» **Directions for this task**:
Locate and copy every line of the data below that contains the word "door". Case counts.

□ □ □ □

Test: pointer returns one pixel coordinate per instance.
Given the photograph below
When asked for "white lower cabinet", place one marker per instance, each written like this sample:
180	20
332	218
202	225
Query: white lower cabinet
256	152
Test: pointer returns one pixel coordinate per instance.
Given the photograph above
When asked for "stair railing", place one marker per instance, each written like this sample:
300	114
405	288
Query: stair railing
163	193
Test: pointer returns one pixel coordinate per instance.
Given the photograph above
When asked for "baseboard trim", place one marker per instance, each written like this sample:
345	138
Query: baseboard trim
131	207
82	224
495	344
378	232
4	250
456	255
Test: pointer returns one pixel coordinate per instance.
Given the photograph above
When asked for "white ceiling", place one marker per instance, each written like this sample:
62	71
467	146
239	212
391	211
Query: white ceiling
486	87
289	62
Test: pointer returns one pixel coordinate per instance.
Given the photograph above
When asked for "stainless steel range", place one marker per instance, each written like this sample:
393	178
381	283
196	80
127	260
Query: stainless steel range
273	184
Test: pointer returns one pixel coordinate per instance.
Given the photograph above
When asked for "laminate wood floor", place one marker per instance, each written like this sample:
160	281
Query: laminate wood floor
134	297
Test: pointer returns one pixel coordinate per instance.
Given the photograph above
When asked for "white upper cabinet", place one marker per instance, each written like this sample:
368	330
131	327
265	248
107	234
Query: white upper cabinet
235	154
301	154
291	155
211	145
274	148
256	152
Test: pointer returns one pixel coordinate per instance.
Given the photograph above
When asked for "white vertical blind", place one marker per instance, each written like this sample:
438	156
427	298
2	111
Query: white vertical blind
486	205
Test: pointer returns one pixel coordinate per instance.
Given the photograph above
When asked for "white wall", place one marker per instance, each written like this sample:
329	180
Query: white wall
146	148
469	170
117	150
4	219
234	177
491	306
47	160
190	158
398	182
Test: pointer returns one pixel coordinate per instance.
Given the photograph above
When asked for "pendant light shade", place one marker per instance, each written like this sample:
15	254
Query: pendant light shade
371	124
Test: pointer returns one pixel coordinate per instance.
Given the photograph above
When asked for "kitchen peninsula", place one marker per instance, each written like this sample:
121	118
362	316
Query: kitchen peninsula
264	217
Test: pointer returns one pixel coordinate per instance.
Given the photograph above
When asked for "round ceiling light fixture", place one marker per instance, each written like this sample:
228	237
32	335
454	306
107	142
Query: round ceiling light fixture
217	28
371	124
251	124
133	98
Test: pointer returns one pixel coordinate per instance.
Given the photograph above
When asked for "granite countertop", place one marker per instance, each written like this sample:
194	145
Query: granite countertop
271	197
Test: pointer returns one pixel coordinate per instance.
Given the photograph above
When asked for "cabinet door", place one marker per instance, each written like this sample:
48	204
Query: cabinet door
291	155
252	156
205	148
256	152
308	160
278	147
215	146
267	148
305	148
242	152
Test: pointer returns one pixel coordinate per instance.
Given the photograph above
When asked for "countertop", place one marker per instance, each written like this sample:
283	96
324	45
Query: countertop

□ □ □ □

» **Worked solution**:
When asked for "cabinet door", place one marker per instance, each written like this sample:
Query: cabinet door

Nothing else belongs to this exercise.